**Directions**
For this exercise, please find the lines in the entries that include the word "below" and copy them.

-- Opening Marker --

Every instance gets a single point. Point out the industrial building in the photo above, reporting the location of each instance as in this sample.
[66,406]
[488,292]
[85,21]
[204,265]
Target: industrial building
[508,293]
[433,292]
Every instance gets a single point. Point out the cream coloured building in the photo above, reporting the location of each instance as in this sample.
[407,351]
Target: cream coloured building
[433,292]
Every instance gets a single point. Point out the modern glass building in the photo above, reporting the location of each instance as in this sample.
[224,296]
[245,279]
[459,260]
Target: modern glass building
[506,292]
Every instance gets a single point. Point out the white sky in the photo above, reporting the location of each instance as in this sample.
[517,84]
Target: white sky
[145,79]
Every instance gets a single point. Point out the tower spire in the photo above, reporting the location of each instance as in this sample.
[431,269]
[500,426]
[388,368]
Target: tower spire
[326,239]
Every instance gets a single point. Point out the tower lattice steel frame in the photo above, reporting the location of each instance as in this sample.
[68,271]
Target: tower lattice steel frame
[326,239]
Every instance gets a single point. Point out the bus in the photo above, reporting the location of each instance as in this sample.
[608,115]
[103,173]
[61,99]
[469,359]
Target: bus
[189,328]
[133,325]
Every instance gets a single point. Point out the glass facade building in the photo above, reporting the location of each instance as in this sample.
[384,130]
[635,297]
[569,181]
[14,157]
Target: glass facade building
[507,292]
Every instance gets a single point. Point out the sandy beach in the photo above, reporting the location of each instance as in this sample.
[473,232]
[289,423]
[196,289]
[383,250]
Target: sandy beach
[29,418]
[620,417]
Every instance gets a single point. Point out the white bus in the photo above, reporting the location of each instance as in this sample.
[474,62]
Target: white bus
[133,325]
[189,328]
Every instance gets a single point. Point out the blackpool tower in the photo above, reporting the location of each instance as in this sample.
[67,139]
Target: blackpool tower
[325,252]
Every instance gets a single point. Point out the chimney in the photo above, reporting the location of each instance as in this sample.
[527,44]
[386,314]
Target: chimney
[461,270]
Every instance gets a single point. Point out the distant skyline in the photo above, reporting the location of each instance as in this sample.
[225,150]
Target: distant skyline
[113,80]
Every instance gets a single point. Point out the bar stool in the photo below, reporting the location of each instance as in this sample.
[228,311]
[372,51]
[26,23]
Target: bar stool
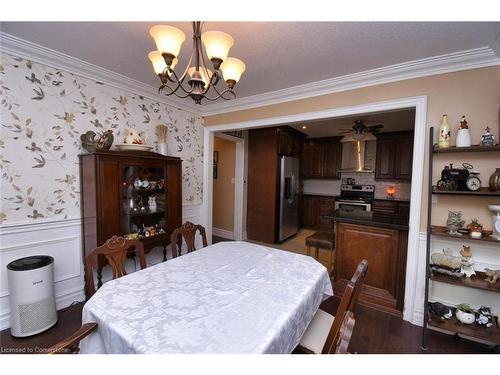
[321,240]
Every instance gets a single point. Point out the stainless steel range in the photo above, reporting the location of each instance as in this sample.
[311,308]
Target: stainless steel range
[355,198]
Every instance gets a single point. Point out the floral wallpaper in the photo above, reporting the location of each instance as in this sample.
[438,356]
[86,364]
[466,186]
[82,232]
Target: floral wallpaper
[43,113]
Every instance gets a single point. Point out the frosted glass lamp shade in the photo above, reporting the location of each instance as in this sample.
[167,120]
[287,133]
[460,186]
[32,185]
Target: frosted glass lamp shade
[206,74]
[158,62]
[232,69]
[168,39]
[217,44]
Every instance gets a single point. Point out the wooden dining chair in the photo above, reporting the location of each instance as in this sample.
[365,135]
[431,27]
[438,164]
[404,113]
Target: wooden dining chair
[71,344]
[115,251]
[188,232]
[324,333]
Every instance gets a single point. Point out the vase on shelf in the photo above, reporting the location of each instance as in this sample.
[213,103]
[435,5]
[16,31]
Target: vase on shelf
[444,133]
[162,148]
[495,180]
[463,138]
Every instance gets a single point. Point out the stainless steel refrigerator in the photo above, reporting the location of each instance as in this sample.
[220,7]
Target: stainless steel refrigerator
[288,198]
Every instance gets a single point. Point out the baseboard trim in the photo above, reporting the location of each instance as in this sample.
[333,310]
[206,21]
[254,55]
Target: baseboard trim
[223,233]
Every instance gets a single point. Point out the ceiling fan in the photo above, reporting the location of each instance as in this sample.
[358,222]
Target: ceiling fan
[359,130]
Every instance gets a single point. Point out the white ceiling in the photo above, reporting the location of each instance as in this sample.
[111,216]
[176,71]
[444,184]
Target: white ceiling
[278,55]
[396,120]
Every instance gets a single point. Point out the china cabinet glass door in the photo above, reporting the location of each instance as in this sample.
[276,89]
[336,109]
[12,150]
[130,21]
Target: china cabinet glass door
[143,201]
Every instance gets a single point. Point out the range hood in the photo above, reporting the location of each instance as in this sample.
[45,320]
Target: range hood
[353,152]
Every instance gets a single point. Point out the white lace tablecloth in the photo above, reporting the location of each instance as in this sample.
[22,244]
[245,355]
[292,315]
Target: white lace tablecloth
[231,297]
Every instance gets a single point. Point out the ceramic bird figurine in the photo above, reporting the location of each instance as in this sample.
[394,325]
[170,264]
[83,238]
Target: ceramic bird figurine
[91,144]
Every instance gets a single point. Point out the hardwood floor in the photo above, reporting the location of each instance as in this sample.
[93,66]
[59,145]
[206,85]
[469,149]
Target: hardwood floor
[375,333]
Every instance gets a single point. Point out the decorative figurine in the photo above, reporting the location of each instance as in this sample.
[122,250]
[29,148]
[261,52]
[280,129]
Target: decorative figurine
[467,262]
[134,137]
[444,133]
[484,317]
[463,135]
[91,144]
[454,222]
[152,204]
[492,275]
[447,264]
[475,228]
[443,311]
[137,183]
[465,314]
[487,139]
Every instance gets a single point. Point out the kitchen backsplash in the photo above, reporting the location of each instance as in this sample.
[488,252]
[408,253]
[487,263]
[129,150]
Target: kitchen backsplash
[332,187]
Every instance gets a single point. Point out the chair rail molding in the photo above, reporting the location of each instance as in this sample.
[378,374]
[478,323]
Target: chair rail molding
[61,239]
[28,50]
[420,104]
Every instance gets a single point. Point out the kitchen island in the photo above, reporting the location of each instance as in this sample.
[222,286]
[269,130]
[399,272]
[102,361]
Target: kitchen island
[382,241]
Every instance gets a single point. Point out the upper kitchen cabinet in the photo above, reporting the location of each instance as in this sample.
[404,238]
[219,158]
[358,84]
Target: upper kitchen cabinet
[394,156]
[289,142]
[321,158]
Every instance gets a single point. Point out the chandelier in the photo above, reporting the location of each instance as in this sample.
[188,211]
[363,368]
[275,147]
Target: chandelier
[201,80]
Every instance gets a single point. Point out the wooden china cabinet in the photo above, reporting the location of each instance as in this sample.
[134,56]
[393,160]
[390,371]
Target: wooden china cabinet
[117,189]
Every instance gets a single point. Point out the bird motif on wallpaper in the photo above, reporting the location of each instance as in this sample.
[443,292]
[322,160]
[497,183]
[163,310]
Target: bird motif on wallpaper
[91,144]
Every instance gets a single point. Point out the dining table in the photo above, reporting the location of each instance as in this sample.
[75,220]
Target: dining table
[229,297]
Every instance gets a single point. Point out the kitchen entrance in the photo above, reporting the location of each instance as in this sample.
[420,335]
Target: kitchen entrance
[320,152]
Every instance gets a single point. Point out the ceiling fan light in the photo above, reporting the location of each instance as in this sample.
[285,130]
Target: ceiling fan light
[217,44]
[206,74]
[159,64]
[168,39]
[232,69]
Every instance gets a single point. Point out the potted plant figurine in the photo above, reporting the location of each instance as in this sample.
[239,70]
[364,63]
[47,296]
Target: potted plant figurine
[465,314]
[475,228]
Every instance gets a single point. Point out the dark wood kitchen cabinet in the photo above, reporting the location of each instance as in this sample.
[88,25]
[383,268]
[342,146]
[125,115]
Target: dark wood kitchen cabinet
[113,205]
[322,158]
[385,250]
[394,156]
[392,209]
[314,212]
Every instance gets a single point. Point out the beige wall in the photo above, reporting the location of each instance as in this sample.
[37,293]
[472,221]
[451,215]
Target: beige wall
[474,93]
[223,190]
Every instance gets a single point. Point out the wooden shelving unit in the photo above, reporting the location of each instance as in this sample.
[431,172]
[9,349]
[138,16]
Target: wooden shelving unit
[492,334]
[474,330]
[443,232]
[476,282]
[476,148]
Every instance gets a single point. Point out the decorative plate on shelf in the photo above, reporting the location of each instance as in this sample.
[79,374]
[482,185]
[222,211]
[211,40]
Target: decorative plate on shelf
[136,147]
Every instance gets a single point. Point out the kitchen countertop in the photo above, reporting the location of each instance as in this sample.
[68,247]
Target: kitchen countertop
[321,194]
[369,219]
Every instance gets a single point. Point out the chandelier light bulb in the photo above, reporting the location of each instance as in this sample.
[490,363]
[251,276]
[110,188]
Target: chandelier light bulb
[232,69]
[168,39]
[217,44]
[206,74]
[159,64]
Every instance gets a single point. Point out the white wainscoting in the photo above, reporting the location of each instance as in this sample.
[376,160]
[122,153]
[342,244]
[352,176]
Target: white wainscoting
[62,241]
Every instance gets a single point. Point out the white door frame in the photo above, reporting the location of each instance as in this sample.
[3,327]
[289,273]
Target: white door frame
[420,104]
[239,166]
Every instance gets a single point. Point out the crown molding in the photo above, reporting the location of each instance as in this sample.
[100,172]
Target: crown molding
[28,50]
[495,45]
[452,62]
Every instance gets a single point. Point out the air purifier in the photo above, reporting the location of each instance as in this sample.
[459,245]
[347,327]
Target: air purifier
[32,299]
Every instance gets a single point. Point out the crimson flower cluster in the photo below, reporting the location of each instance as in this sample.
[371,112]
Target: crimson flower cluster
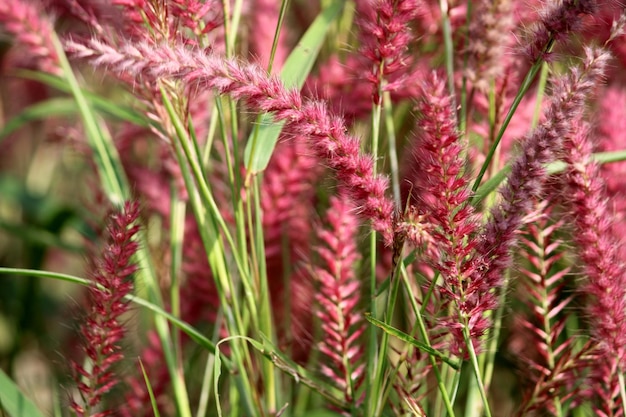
[103,329]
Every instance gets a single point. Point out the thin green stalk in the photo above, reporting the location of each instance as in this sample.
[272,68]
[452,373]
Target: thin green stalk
[207,380]
[374,359]
[528,80]
[424,335]
[494,335]
[281,17]
[541,88]
[393,153]
[476,369]
[116,186]
[464,110]
[177,231]
[449,47]
[266,326]
[622,388]
[210,235]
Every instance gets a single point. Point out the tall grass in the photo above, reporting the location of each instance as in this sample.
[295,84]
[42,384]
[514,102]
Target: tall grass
[360,208]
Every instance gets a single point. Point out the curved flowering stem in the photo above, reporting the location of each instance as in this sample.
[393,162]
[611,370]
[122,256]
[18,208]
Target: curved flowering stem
[263,93]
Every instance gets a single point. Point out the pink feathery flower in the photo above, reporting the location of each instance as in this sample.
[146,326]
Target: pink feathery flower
[103,330]
[599,252]
[443,194]
[490,33]
[327,134]
[556,21]
[526,179]
[32,30]
[385,35]
[338,298]
[288,191]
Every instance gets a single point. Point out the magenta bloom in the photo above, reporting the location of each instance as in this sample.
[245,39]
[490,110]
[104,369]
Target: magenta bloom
[103,330]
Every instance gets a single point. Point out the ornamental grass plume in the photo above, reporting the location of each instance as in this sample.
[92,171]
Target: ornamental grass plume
[103,329]
[338,298]
[443,194]
[526,180]
[385,35]
[556,21]
[32,31]
[554,366]
[488,41]
[262,93]
[598,250]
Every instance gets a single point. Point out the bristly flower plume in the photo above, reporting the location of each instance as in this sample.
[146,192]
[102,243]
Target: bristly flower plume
[606,273]
[528,174]
[102,329]
[557,20]
[338,298]
[311,119]
[487,42]
[443,193]
[32,31]
[385,35]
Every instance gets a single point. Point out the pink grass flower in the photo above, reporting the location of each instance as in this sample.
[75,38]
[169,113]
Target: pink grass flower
[599,252]
[385,35]
[338,298]
[32,30]
[556,21]
[488,40]
[443,194]
[326,133]
[528,175]
[103,329]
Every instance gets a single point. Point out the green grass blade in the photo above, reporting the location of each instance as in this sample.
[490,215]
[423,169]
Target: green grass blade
[193,333]
[39,111]
[298,65]
[553,168]
[410,339]
[101,104]
[105,154]
[155,409]
[13,400]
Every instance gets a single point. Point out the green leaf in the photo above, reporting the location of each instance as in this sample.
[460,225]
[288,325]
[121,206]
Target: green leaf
[105,154]
[553,168]
[13,400]
[101,104]
[410,339]
[155,409]
[298,65]
[39,111]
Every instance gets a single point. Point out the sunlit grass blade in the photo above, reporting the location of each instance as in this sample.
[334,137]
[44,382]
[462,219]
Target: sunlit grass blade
[410,339]
[298,65]
[492,183]
[54,107]
[103,105]
[13,401]
[155,409]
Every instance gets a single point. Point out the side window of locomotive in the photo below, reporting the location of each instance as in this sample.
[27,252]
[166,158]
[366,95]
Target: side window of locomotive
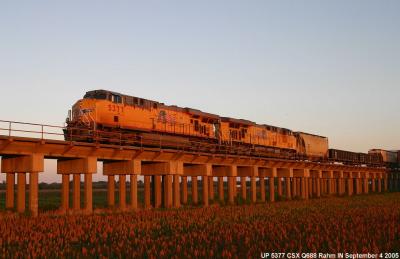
[162,116]
[116,98]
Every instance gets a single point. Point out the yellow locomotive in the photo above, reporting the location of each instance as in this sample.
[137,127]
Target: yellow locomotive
[109,117]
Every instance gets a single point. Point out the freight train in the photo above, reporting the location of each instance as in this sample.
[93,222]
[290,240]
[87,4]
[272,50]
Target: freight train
[113,118]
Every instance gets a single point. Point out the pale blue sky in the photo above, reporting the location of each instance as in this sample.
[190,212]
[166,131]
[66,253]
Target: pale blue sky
[326,67]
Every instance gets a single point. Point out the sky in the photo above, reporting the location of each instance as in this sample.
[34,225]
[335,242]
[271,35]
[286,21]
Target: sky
[330,68]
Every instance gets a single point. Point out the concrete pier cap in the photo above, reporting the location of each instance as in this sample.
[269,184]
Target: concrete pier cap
[248,171]
[162,168]
[130,167]
[224,170]
[87,165]
[25,163]
[197,169]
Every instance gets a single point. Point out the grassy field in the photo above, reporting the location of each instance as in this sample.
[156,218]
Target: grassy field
[366,223]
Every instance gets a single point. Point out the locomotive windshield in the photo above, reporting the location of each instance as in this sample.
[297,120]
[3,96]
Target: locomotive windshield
[100,95]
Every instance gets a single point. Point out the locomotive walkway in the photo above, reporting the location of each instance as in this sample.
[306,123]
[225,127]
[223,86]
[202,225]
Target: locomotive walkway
[166,173]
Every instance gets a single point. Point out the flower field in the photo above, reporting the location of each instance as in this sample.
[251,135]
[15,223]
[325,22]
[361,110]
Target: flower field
[358,224]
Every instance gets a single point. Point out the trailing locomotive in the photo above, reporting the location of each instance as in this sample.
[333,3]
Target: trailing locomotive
[109,117]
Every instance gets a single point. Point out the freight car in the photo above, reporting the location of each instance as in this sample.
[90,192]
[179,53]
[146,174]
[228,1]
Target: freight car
[388,157]
[311,146]
[109,117]
[353,158]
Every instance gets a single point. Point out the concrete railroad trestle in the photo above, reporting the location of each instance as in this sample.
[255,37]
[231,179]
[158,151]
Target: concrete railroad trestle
[166,175]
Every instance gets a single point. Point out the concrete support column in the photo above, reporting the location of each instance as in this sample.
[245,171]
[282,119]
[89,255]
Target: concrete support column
[373,184]
[195,198]
[294,187]
[76,193]
[184,189]
[243,188]
[211,187]
[88,193]
[122,192]
[65,193]
[287,184]
[177,197]
[342,184]
[303,187]
[111,191]
[279,186]
[379,185]
[205,190]
[349,186]
[253,189]
[133,180]
[385,183]
[21,182]
[306,188]
[262,189]
[168,191]
[10,181]
[358,185]
[330,186]
[157,191]
[271,189]
[147,193]
[221,188]
[298,187]
[33,193]
[234,187]
[231,183]
[366,185]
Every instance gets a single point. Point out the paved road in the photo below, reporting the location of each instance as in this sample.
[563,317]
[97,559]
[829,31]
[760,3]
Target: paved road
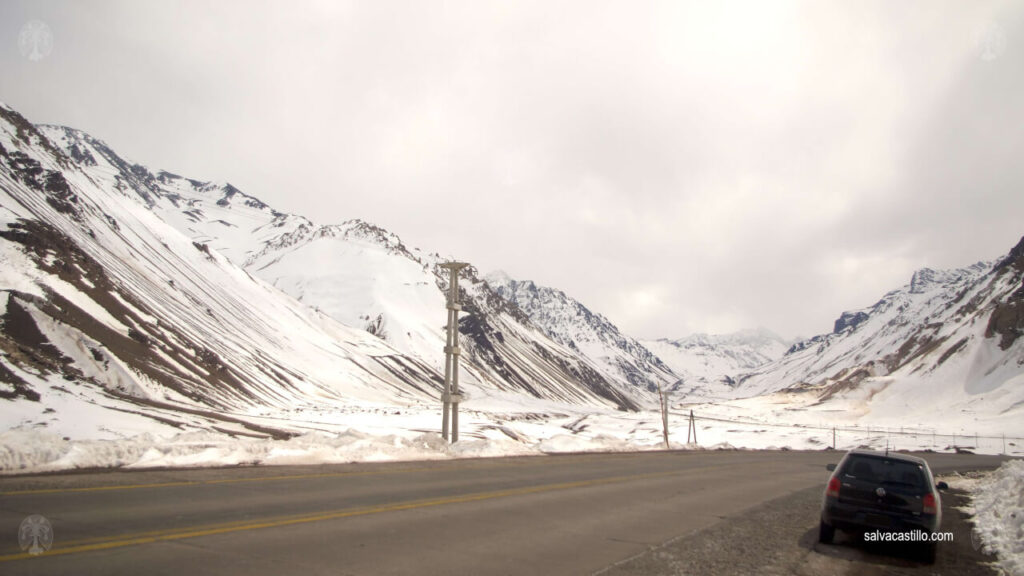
[550,515]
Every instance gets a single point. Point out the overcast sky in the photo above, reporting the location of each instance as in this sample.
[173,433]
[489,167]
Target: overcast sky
[678,167]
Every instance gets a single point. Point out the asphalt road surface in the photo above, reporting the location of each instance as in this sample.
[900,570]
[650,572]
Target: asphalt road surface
[548,515]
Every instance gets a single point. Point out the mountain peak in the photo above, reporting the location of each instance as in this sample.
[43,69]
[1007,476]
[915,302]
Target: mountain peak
[498,278]
[1015,258]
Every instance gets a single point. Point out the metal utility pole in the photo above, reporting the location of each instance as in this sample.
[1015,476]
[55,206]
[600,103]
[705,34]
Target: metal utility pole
[451,397]
[664,399]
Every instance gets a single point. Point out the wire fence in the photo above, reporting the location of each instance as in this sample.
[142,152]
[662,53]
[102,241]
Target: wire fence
[853,436]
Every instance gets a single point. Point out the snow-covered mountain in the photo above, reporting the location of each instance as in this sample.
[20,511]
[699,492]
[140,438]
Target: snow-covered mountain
[945,344]
[712,362]
[107,304]
[354,273]
[573,325]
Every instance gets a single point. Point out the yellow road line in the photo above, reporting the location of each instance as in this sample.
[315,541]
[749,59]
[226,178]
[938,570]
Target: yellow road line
[115,487]
[245,480]
[242,526]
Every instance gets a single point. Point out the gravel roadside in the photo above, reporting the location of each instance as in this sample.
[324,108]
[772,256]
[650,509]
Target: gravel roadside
[781,537]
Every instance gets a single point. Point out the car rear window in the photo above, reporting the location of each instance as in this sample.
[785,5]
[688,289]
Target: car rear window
[882,470]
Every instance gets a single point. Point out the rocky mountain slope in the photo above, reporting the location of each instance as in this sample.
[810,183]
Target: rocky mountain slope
[104,301]
[573,325]
[947,343]
[712,362]
[353,274]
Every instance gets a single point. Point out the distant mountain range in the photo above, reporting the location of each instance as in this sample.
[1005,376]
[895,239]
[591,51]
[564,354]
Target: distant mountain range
[161,289]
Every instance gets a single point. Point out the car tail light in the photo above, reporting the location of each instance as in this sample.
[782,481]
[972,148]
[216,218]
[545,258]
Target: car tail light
[928,504]
[833,489]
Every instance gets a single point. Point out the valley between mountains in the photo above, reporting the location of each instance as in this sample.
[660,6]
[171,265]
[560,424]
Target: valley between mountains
[154,320]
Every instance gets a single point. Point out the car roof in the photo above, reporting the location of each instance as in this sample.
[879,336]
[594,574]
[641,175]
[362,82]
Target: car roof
[890,455]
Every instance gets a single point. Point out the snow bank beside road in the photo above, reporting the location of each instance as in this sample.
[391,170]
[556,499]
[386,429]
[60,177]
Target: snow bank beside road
[37,451]
[998,505]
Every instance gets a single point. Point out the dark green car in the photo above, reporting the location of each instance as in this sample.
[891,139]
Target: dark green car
[883,494]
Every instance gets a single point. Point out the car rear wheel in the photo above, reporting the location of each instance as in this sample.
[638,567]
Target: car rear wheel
[825,533]
[929,551]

-- Closing Marker --

**Output for this task**
Every instance gets a single point. Point out the bar stool in the photo below, reporting the location of each instance as in this sample.
Every instance gets a single point. Point out the crimson flower cluster in the photo below, reporting the location of each instance as in this sample.
Every instance gets a single point. Point out the side window of locomotive in the photo below, reporting the location of each instance as in this sample.
Every instance gets a single point. Point out the paved road in the photo below, reporting the location of each instance as in this sample.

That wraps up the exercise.